▶ _EXERCISE_
Please retype the entries that follow exactly as they are, leaving the images behind.

▶ _THE RECORDS_
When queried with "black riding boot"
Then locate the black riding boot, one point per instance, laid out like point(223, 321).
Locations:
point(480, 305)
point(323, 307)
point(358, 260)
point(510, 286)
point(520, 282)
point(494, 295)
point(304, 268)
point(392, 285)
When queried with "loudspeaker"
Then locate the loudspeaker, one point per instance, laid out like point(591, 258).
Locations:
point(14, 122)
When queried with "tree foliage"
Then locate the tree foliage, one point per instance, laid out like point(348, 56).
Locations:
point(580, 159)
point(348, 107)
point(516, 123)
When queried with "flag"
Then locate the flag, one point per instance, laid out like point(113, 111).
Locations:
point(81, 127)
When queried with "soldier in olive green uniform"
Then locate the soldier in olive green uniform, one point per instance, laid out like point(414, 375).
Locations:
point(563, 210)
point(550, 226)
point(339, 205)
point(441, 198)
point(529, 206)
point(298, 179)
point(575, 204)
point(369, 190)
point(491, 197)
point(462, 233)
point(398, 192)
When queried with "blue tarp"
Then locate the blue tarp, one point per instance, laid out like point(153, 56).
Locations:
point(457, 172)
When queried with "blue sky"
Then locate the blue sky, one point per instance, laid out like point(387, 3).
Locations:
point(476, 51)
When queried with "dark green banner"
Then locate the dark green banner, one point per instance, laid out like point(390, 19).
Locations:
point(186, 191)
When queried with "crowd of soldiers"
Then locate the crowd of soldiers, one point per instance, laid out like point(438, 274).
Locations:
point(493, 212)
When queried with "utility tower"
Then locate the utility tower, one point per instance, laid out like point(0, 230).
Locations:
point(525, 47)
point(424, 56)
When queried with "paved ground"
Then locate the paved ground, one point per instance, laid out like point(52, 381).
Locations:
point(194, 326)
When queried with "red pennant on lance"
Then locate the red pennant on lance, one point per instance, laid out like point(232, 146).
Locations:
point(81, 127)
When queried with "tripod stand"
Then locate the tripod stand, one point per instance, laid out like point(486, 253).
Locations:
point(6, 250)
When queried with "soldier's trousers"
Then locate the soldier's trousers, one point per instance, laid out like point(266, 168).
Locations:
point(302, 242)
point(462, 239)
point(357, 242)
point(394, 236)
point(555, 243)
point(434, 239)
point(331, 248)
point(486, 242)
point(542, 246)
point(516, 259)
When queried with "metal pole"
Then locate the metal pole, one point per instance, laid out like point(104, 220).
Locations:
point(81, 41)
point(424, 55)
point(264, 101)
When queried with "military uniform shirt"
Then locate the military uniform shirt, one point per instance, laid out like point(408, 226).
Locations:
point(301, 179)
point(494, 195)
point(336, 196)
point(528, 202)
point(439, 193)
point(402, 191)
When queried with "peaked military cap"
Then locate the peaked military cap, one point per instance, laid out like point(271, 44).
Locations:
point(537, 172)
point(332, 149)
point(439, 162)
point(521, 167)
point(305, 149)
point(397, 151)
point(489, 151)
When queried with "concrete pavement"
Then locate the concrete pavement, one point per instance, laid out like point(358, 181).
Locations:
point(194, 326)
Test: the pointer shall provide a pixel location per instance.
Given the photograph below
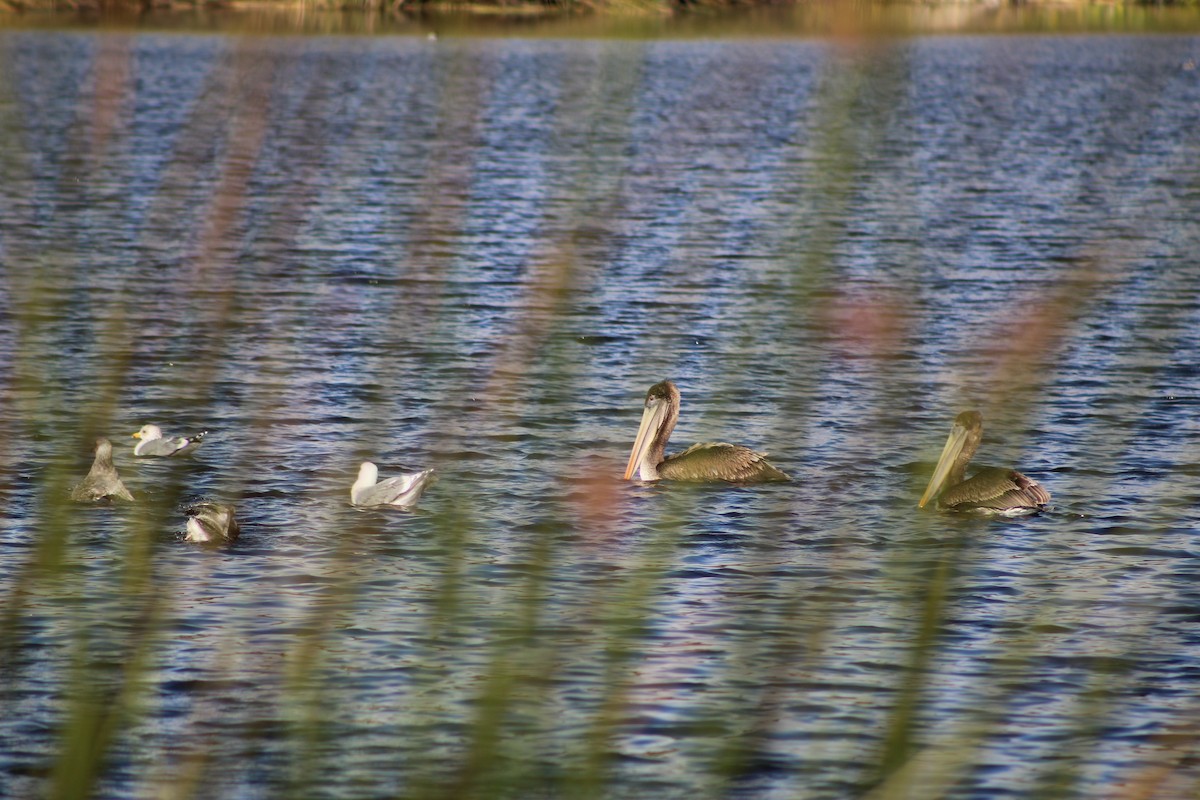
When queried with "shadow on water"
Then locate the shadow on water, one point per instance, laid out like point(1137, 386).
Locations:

▶ _ANSWER SPACE_
When queried with "black riding boot"
Then locate the black riding boot, one point per instance, laid out like point(223, 321).
Locations:
point(480, 305)
point(323, 307)
point(358, 260)
point(510, 286)
point(520, 282)
point(494, 295)
point(304, 268)
point(392, 285)
When queried with "loudspeaker"
Then locate the loudspeaker, one point per instance, laid out like point(591, 258).
Locations:
point(14, 122)
When queried with "tree foliage"
Then locate the tree foliage, one point per instance, laid out like point(348, 56).
Locations:
point(580, 159)
point(348, 107)
point(516, 123)
When queried with "flag"
Then locate the flag, one point per instance, laid out like point(113, 111).
Locations:
point(81, 127)
When queried with "soldier in olive green uniform"
Then locate the soldier in olive green uniform, one point per instance, laid out like point(414, 375).
Locations:
point(563, 210)
point(550, 226)
point(339, 205)
point(441, 198)
point(529, 206)
point(298, 179)
point(575, 204)
point(369, 190)
point(491, 197)
point(462, 233)
point(398, 192)
When queried with "blue tarp"
Then locate the blue tarp, one point per instance, laid out like point(153, 56).
Locations:
point(457, 172)
When queried with "blue sky"
Then locate the blue sky, one point per instance, laid out like point(387, 3).
Locations:
point(476, 51)
When queried with "dark green banner"
Then locate the dark green banner, one point per instance, laid out like point(390, 19).
Locations:
point(186, 191)
When queried with "crowd of soldiers"
Then locate the crowd of soldiers, one point per instance, laid out like point(438, 274).
Locations:
point(493, 212)
When queried with "utility tower"
Then locate the utility tower, one point per instance, laid out like point(0, 230).
Locations:
point(525, 47)
point(424, 56)
When queried with "paved ground"
Then locate the paved ground, one point per instance, laid out like point(52, 381).
Locations:
point(194, 326)
When queried with "red pennant on lance"
Then locate the red pennant on lance, one point per instance, laid out like point(232, 146).
Locations:
point(81, 127)
When queried with "tripod stand"
Then locate the tripod stand, one point per instance, laid out like point(486, 253).
Locations:
point(6, 250)
When queried with "soldier's trousers"
Then locate the soldier's trousers, one point per instance, laid out like point(266, 168).
Locations:
point(302, 242)
point(462, 239)
point(357, 242)
point(394, 236)
point(555, 243)
point(434, 239)
point(331, 248)
point(486, 242)
point(542, 246)
point(516, 259)
When queried with "metal pole"
Then locate the metal pole, one point per instance, laid out like point(104, 220).
Locations:
point(81, 41)
point(424, 55)
point(264, 101)
When queried with "military uniform shirt"
Then locate the military uniform shirt, one point per instance, laid out like point(408, 226).
Locations:
point(301, 179)
point(494, 195)
point(336, 196)
point(528, 202)
point(439, 193)
point(402, 191)
When queried with "peaked military cap"
Then locate the peaked military cap, one point per instance, laid out like point(271, 44).
Locations:
point(537, 172)
point(332, 149)
point(439, 162)
point(521, 167)
point(305, 149)
point(397, 151)
point(489, 151)
When queried with "concrete pavement"
Then locate the concrete pavement, one point per instance, laid out like point(358, 181).
Locations:
point(194, 326)
Test: the pointer shall provide a pixel location per instance.
Given the photograph below
When queried with "shadow on water"
Then locate the shadow on water, one point per instance, laid out like point(1137, 386).
Locations:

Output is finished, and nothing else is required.